* **Passage to read**
· · · · ·
4.2 Liabilities for Breach
4.2.1 If Party B fails to timely repay the principal and interest (if any) for the loan hereunder, Party B shall pay to Party A liquidated damages equal to 0.1% of the amount due and unpaid per each day overdue.
4.2.2 When the Event of Default by a Party (the “Breaching Party”) occurs, the non-breaching Party shall be entitled to take one or several of the following remedies to protect its rights:
(a) to require the Breaching Party to cure the default and continue to perform its obligations;
(b) to suspend the performance of its obligations until the Breaching Party has cured the default; the non-breaching Party shall not be deemed to have failed to perform or delayed in performing its obligations if it suspends its performance of obligations according to this paragraph;
(c) to unilaterally terminate this Agreement by issuing written notice, and such termination notice shall enter into force on the date of issuance; however, the non-breaching Party shall not be deemed to have waived any right to require the Breaching Party to bear liabilities for default according to laws when it issues a unilateral notice of termination;
(d) to require the Breaching Party to indemnify the non-breaching Party against all economic losses, including the expenses actually incurred for the loan, other foreseeable economic losses, and the expenses incurred by the non-breaching Party for litigation or arbitration in connection therewith; and
(e) Other types of remedies agreed or stipulated by the laws and regulations.
· · · · ·
* **Bounding box annotation entries**
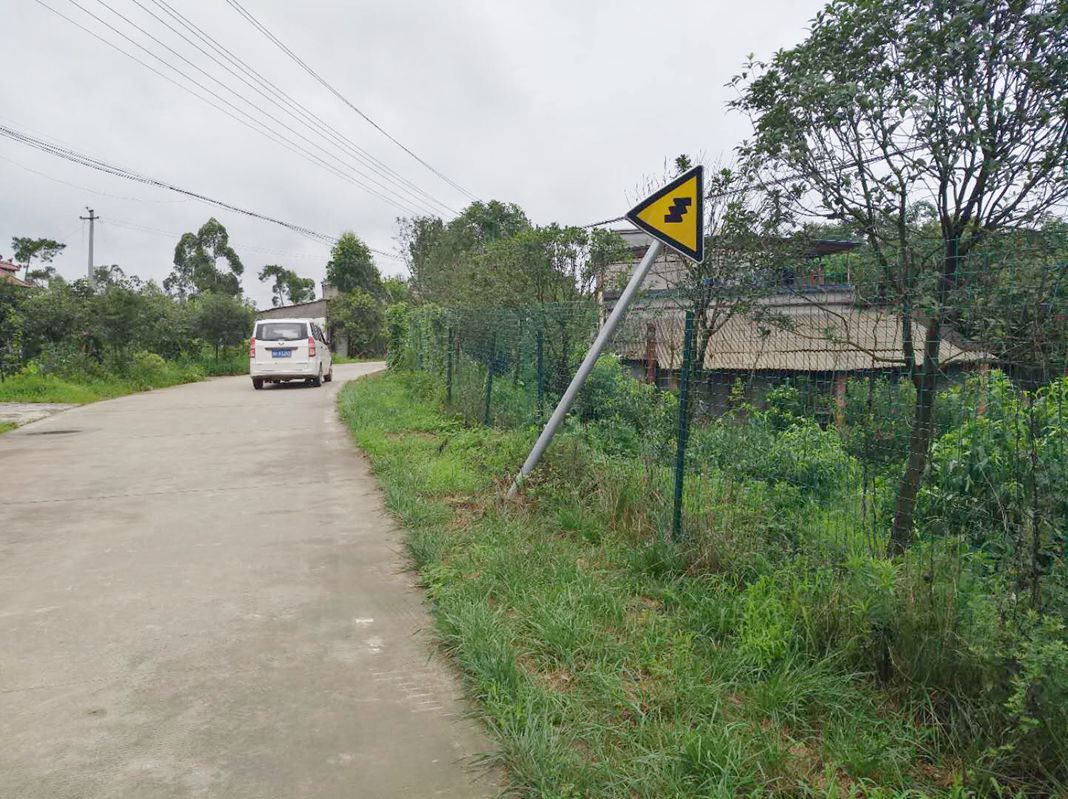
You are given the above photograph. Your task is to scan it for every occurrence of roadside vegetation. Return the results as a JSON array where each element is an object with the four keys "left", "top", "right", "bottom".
[
  {"left": 0, "top": 219, "right": 407, "bottom": 403},
  {"left": 340, "top": 369, "right": 1068, "bottom": 798}
]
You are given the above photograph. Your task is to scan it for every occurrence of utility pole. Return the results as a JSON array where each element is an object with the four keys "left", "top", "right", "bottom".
[{"left": 78, "top": 205, "right": 99, "bottom": 287}]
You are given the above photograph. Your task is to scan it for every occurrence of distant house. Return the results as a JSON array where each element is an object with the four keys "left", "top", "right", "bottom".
[
  {"left": 0, "top": 259, "right": 33, "bottom": 288},
  {"left": 256, "top": 283, "right": 348, "bottom": 355},
  {"left": 601, "top": 231, "right": 989, "bottom": 418}
]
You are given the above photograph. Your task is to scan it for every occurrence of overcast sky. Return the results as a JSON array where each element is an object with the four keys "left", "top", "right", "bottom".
[{"left": 0, "top": 0, "right": 822, "bottom": 306}]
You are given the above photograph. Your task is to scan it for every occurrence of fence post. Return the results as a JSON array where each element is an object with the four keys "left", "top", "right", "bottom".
[
  {"left": 671, "top": 311, "right": 693, "bottom": 542},
  {"left": 536, "top": 329, "right": 545, "bottom": 419},
  {"left": 645, "top": 322, "right": 658, "bottom": 386},
  {"left": 445, "top": 325, "right": 453, "bottom": 405},
  {"left": 483, "top": 331, "right": 497, "bottom": 427}
]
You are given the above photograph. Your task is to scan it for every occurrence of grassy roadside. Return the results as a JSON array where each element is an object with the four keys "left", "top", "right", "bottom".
[
  {"left": 0, "top": 354, "right": 248, "bottom": 405},
  {"left": 340, "top": 374, "right": 968, "bottom": 799}
]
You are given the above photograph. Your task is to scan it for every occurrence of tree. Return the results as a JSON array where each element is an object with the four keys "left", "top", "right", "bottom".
[
  {"left": 163, "top": 217, "right": 245, "bottom": 300},
  {"left": 398, "top": 200, "right": 531, "bottom": 304},
  {"left": 327, "top": 231, "right": 382, "bottom": 297},
  {"left": 190, "top": 292, "right": 255, "bottom": 359},
  {"left": 258, "top": 264, "right": 315, "bottom": 308},
  {"left": 733, "top": 0, "right": 1068, "bottom": 553},
  {"left": 0, "top": 282, "right": 26, "bottom": 380},
  {"left": 11, "top": 236, "right": 66, "bottom": 283},
  {"left": 382, "top": 275, "right": 411, "bottom": 306},
  {"left": 327, "top": 288, "right": 384, "bottom": 356}
]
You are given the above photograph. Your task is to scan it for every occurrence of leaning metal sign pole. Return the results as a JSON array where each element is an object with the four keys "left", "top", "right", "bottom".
[{"left": 508, "top": 167, "right": 705, "bottom": 499}]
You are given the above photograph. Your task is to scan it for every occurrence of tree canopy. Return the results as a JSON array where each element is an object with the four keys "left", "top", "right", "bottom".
[
  {"left": 399, "top": 201, "right": 625, "bottom": 307},
  {"left": 327, "top": 231, "right": 382, "bottom": 297},
  {"left": 11, "top": 236, "right": 66, "bottom": 283},
  {"left": 734, "top": 0, "right": 1068, "bottom": 552},
  {"left": 163, "top": 217, "right": 245, "bottom": 299},
  {"left": 258, "top": 264, "right": 315, "bottom": 308}
]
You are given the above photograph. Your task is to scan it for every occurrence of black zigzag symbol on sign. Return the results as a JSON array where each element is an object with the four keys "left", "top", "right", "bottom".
[{"left": 664, "top": 197, "right": 693, "bottom": 222}]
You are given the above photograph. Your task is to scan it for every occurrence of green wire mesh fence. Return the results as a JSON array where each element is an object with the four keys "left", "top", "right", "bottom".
[{"left": 397, "top": 233, "right": 1068, "bottom": 601}]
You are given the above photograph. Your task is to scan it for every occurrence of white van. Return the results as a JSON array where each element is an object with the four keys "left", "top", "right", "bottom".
[{"left": 249, "top": 319, "right": 333, "bottom": 389}]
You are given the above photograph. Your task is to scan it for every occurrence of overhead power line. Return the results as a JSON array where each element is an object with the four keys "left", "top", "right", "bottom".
[
  {"left": 103, "top": 0, "right": 456, "bottom": 214},
  {"left": 226, "top": 0, "right": 478, "bottom": 200},
  {"left": 139, "top": 0, "right": 458, "bottom": 214},
  {"left": 0, "top": 125, "right": 401, "bottom": 261},
  {"left": 34, "top": 0, "right": 425, "bottom": 215}
]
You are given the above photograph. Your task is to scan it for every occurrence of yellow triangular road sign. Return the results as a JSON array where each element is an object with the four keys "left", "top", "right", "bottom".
[{"left": 627, "top": 167, "right": 705, "bottom": 262}]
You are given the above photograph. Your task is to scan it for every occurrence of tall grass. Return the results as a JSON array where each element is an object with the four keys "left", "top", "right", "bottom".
[
  {"left": 0, "top": 349, "right": 249, "bottom": 405},
  {"left": 340, "top": 373, "right": 1066, "bottom": 799}
]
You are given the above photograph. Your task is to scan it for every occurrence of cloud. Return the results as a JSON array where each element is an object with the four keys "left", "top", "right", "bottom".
[{"left": 0, "top": 0, "right": 821, "bottom": 304}]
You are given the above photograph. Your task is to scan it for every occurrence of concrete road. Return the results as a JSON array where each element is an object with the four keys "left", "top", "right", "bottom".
[{"left": 0, "top": 364, "right": 493, "bottom": 799}]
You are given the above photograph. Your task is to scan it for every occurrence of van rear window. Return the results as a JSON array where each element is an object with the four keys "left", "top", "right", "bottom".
[{"left": 256, "top": 322, "right": 308, "bottom": 341}]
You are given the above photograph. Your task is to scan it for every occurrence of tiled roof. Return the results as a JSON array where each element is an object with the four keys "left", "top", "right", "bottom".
[
  {"left": 0, "top": 261, "right": 31, "bottom": 287},
  {"left": 616, "top": 304, "right": 991, "bottom": 372}
]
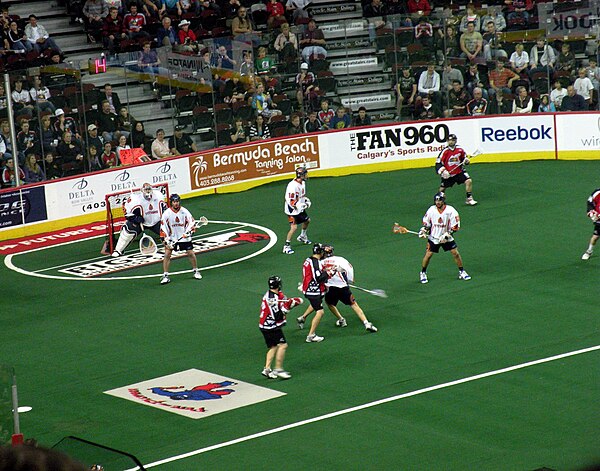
· · · · ·
* **Exercises**
**a)** Reproduce word for word the stretch of the breach clause from "4.2 Liabilities for" through "each day overdue.".
**b)** Translate this sentence from the breach clause into Spanish: "If Party B fails to timely repay the principal and interest (if any) for the loan hereunder, Party B shall pay to Party A liquidated damages equal to 0.1% of the amount due and unpaid per each day overdue."
Nothing in the data is needed to work with the breach clause.

* **Solution list**
**a)**
4.2 Liabilities for Breach
4.2.1 If Party B fails to timely repay the principal and interest (if any) for the loan hereunder, Party B shall pay to Party A liquidated damages equal to 0.1% of the amount due and unpaid per each day overdue.

**b)** Si la Parte B no reembolsa oportunamente el principal y los intereses (si los hubiera) del préstamo en virtud del presente, la Parte B pagará a la Parte A una indemnización por daños y perjuicios equivalente al 0,1 % del importe vencido e impagado por cada día de retraso.